Leave every picture out and return the rest of the listing verbatim.

--*--

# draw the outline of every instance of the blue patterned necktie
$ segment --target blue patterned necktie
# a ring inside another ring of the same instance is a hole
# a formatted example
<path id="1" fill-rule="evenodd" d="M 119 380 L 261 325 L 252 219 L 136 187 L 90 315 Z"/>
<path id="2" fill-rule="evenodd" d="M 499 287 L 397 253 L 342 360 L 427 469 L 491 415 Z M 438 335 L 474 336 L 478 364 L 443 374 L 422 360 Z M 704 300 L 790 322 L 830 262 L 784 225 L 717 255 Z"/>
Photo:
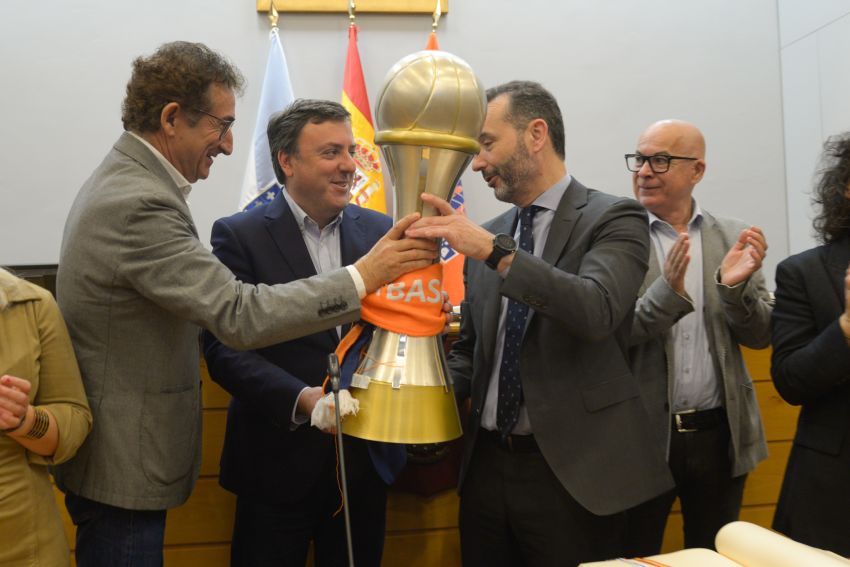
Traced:
<path id="1" fill-rule="evenodd" d="M 519 214 L 519 248 L 534 253 L 534 234 L 531 226 L 534 214 L 541 207 L 532 205 Z M 519 418 L 522 402 L 522 382 L 519 377 L 519 353 L 522 335 L 528 320 L 528 305 L 508 299 L 505 314 L 505 345 L 502 348 L 502 366 L 499 369 L 499 401 L 496 406 L 496 427 L 502 437 L 510 435 Z"/>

--*--

Written answer:
# draw the outline of every instance of the blue patterned necktie
$ segment --target blue patterned necktie
# a ring inside another ring of the same instance is a hole
# a formatted example
<path id="1" fill-rule="evenodd" d="M 119 380 L 261 325 L 252 219 L 136 187 L 90 315 Z"/>
<path id="2" fill-rule="evenodd" d="M 499 287 L 397 253 L 342 360 L 427 469 L 491 415 Z M 438 335 L 474 336 L 478 364 L 443 374 L 422 360 Z M 704 300 L 790 322 L 830 262 L 784 225 L 717 255 Z"/>
Photo:
Traced:
<path id="1" fill-rule="evenodd" d="M 519 214 L 519 248 L 534 253 L 534 234 L 531 226 L 534 214 L 541 207 L 532 205 Z M 519 418 L 522 402 L 522 382 L 519 377 L 519 353 L 522 335 L 528 320 L 528 305 L 508 299 L 505 314 L 505 345 L 502 348 L 502 366 L 499 369 L 499 401 L 496 406 L 496 427 L 502 437 L 510 435 Z"/>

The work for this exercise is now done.